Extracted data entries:
++++

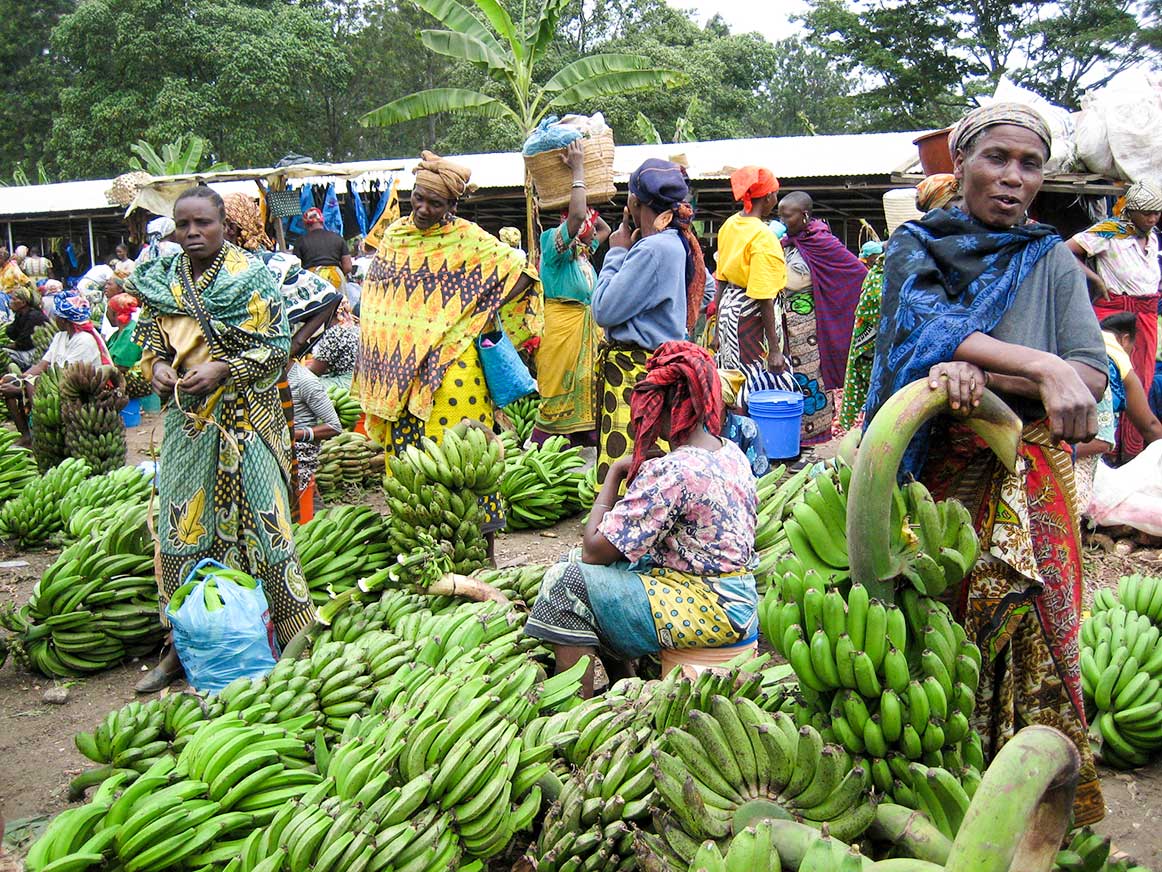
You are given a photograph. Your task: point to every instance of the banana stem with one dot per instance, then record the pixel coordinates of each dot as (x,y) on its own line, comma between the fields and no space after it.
(1020,813)
(454,585)
(877,464)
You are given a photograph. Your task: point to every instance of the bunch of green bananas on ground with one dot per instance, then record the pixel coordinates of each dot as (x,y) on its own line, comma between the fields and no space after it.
(348,462)
(123,485)
(338,545)
(523,415)
(34,517)
(18,466)
(540,485)
(894,683)
(44,420)
(90,401)
(42,337)
(425,512)
(345,405)
(94,606)
(1121,681)
(517,583)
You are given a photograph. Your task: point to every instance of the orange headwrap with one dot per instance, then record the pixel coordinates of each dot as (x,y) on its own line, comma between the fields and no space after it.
(752,183)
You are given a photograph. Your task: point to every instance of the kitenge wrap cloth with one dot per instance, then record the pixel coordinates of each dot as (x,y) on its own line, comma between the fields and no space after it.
(224,469)
(1021,604)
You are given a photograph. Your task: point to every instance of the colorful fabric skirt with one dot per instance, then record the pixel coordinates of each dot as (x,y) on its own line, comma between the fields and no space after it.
(621,369)
(631,612)
(566,363)
(226,498)
(1021,602)
(464,393)
(741,338)
(803,349)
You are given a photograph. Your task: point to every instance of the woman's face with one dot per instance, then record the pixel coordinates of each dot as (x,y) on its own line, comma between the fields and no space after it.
(200,228)
(428,209)
(1001,174)
(1145,221)
(794,216)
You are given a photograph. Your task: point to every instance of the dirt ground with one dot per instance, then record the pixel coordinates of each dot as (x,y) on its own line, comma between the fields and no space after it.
(40,758)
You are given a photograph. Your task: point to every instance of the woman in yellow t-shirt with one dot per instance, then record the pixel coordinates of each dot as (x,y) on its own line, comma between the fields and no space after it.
(751,277)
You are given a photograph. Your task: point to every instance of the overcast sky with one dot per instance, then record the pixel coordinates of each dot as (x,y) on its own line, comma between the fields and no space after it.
(769,18)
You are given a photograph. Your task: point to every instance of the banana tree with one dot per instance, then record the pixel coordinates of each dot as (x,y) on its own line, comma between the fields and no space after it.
(180,157)
(508,52)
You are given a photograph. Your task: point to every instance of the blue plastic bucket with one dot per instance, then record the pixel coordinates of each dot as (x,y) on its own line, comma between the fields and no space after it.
(131,414)
(779,416)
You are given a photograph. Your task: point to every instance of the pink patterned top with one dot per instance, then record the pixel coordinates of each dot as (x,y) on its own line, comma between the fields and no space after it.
(690,510)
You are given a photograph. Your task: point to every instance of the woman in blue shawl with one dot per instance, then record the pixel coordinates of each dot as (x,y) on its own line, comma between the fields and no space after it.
(978,294)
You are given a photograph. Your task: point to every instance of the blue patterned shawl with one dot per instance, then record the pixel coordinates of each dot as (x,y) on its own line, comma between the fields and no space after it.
(946,276)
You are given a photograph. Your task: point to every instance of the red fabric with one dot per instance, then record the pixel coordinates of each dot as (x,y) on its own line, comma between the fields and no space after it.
(752,183)
(1142,357)
(683,374)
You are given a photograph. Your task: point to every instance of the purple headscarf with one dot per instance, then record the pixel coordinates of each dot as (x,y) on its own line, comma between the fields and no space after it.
(837,277)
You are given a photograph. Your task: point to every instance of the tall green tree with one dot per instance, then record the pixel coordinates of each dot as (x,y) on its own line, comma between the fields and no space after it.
(250,76)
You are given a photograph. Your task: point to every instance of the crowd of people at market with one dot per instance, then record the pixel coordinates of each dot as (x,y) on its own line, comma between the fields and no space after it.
(651,361)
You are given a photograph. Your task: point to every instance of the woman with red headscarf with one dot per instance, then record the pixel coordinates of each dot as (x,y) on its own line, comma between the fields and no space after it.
(668,565)
(752,274)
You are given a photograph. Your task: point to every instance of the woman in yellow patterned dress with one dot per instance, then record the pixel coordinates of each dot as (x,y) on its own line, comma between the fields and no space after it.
(215,342)
(436,285)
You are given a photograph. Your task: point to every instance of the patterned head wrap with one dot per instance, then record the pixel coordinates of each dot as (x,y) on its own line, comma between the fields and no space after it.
(661,185)
(752,183)
(243,213)
(680,378)
(935,192)
(122,308)
(1143,197)
(992,115)
(76,309)
(443,177)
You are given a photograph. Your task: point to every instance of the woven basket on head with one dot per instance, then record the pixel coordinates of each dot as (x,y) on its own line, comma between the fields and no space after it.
(553,179)
(126,187)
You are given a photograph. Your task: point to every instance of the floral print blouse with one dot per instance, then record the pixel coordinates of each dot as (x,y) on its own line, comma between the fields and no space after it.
(690,510)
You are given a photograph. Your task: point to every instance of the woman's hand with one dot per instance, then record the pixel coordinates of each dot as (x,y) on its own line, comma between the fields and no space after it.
(623,236)
(966,384)
(205,378)
(165,377)
(1068,402)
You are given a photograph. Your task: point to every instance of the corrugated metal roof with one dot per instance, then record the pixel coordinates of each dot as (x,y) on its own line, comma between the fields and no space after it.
(789,157)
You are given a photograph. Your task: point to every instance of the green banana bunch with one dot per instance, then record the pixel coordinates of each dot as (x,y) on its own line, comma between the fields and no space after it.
(523,415)
(540,485)
(44,419)
(18,466)
(348,463)
(338,545)
(1121,677)
(345,405)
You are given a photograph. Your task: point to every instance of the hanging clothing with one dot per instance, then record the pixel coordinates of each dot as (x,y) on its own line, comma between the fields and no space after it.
(226,465)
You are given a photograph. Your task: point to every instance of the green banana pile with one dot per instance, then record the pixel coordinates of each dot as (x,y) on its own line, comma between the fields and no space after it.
(44,419)
(348,463)
(1121,671)
(33,519)
(91,399)
(434,495)
(94,606)
(896,684)
(523,415)
(338,545)
(345,405)
(18,466)
(540,485)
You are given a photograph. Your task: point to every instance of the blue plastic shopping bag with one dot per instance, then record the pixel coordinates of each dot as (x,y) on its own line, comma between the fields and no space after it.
(222,627)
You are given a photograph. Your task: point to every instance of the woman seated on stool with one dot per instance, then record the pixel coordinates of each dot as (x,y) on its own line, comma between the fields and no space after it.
(668,565)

++++

▸ **Directions**: All of the entries above should be copied exactly, except for the pictures.

▸ **Answer to the exercise**:
You are given a photograph. Your task: point to every instance of the banana stem with one dot per instance, then record the pixel coordinates of each dot as (x,y) on its own line, comma between the fields and no space after it.
(1020,813)
(454,585)
(877,464)
You are given a photograph. Your task: point to every instance of the bunch of green bananas on ground with one dot per instance, then record the pixel coordinates of each dot as (x,y) on its own line, comma between the fields and no space after it.
(348,462)
(123,485)
(338,545)
(523,415)
(34,517)
(18,466)
(540,485)
(894,683)
(44,420)
(90,401)
(42,337)
(425,512)
(345,405)
(94,606)
(1121,681)
(517,583)
You are given a photograph. Your task: point to every instance of the orange headwrap with one dot per instance, then record the pixel coordinates of each dot as (x,y) on its own line, comma between the fields and no space after it.
(752,183)
You are given a photograph. Your task: point to every instance of the kitenge wrap cloth with one dot per instance, then record the pixel coordinates of each dot as (x,y) on its own line, comma between the fields and no space after it.
(224,469)
(1021,604)
You are given a photograph. Your task: point to every instance of the colorful fabric skirt with one dot per instance, then record the pixel coordinates of each dot as (x,y) on its own line, comma between the fields and no space after it.
(621,369)
(631,612)
(566,363)
(226,498)
(1021,602)
(464,393)
(741,338)
(803,349)
You are given a photograph. Your task: point to every instance of the woman's face with one dot per instance, then record the pixel coordinates of each dot as (x,y) on its own line, comma between the fields and no space after it.
(200,228)
(428,209)
(1001,174)
(1145,221)
(794,216)
You are given a photograph. Your task: point to every instance of the dirt ground with one dot per instance, then record the pixel coordinates of each dot as (x,y) on its own line, comma between the fields and no space after it.
(40,758)
You are given a photograph. Your task: point to every instance of the woman in yellow t-shirt with one dot per instance, then record the pixel coordinates of each dot as (x,y) on its own line, comma between the fields and no space after it.
(751,277)
You are given a photograph. Your task: point to every instance of the overcast sky with one dot per instance, then record the pixel coordinates of each dot as (x,y) on its own line, comma between the fields and no space after it.
(769,18)
You are given a photograph. Your task: point to every instance of the banana tree with one dot per instance, then record the pixel coordinates of each dot as (x,y) on its own line, comma between the fields and no space after it.
(180,157)
(508,52)
You are given a photograph. Your task: point to every instance of the blue plastic bucket with one dot per instance, then record the pixel coordinates of each dot as (x,y) on its own line, comma between the fields and no space after it.
(131,414)
(779,416)
You are given a photograph. Your task: point to every instance of the pink patterned top with one dot per instance, then record the pixel coordinates of each dot as (x,y) on its own line, comma between the fields and no space after it.
(690,510)
You are given a photograph. Your task: point to every instance of the woman in blue shawl with one dot per instance, then record the pixel coordinates of each dot as (x,y) on its own line, comma between the fields and no space after it.
(978,294)
You are given a photograph. Your task: point to every instance of the blue patterned shawl with one dot per instance, then record the pixel coordinates of each dot as (x,y) on its own line, comma between the fields and no space after it.
(946,276)
You are given a photograph. Your task: point to every instance of the red fabric with one dot per instance, then record the pixel coordinates of each dot as (x,y) on its own line, comma between the fields and no space after it.
(752,183)
(1142,357)
(683,374)
You are given a photograph. Your task: point to every instance of the purple headscarf with one dot per instance, then record the pixel coordinates of each dot as (x,y) on its own line, comma between the fields and no space after it.
(837,277)
You are given a photograph. Your task: point to every instance of the tall green tree with one dot per instance, then record the pixel coordinates of each dot as (x,y) on its own line, comma between the fields and no space after it.
(250,76)
You are given a photograph. Your task: point to every instance of the crowd of people at market with one dot per instance, then record the pixel coordinates of each dot as (x,y) on its own line, comma between the fields and no space after it.
(651,361)
You are given a photograph. Your task: point to every instance of the woman with red headscarf with one dot per instance, then record the pixel coordinates of each dot as (x,y) on its own line, comma between the fields and no space after it.
(668,565)
(752,274)
You are given a photograph. Your task: point to every instance of the woman in yellow patterned dress with one dot per instance, then record the pixel coordinates of each dot as (x,y) on its own line, comma between the fields and no space after it.
(215,342)
(436,285)
You are given a photograph. Your task: point to every instance of the patterned head wrap with one dot per instance, then record the pixel coordinates of each dot as (x,y) on its own line, comma between the fields and no space after it.
(661,185)
(752,183)
(243,213)
(680,378)
(935,192)
(122,308)
(1143,197)
(992,115)
(76,309)
(443,177)
You are given a photograph. Your task: point to every instance of the woven basket on head with one dot per instance, then record the pixel coordinates of each dot as (x,y) on its own line, comma between the fields and no space after it.
(553,179)
(126,187)
You are given a photograph. Your task: point to every instance of the floral print blouse with one dot per instance, then record the pixel coordinates of each dot as (x,y) on its own line, comma between the fields and no space after it.
(690,510)
You are given a photograph. Your task: point to every instance of the woman's hand with one dot per instance, then record the pixel coordinates of each dot as (x,y) on its own line, comma between the fields and no space after it.
(623,236)
(966,384)
(205,378)
(165,377)
(1068,402)
You are given a photograph. Your task: point to every instance of the corrugated metal roof with one dot per instance, then record the pixel coordinates of each dot as (x,y) on its own line, comma between the fields and no space after it.
(789,157)
You are given a photograph. Your task: point to every instance of the green banana bunch with one dot per instance, then record the pixel coordinates of each dot as (x,y) on its own line, comma between the fields and no space after it.
(523,415)
(540,485)
(44,419)
(18,466)
(348,463)
(338,545)
(1121,677)
(345,405)
You are given a photograph. Your task: point to every instance of the hanging clothing with one dot per instance, then record the pixel coordinates of each dot as (x,y) on its own line, comma between the fields and no space after it.
(226,465)
You are given a photograph. Your task: point to every instance of the green banana pile with one dot per instance, then record the pixel coordinates of each dot as (x,y) on its own line, comma between the fields and no space after it.
(44,419)
(348,463)
(1121,671)
(33,519)
(91,399)
(434,495)
(94,606)
(896,684)
(523,415)
(338,545)
(345,405)
(18,466)
(540,485)
You are given a photograph. Your task: point to every instance of the blue plastic shopping bag with one dot per instance, then record the pixel coordinates of each dot as (x,y) on its own line, comma between the fields and no space after it.
(222,627)
You are given a photograph. Your task: point to every instance of the woman seated on stool with one dot per instance, then record the pixel coordinates of each dot as (x,y) on its own line, comma between the fields and no space after it.
(668,565)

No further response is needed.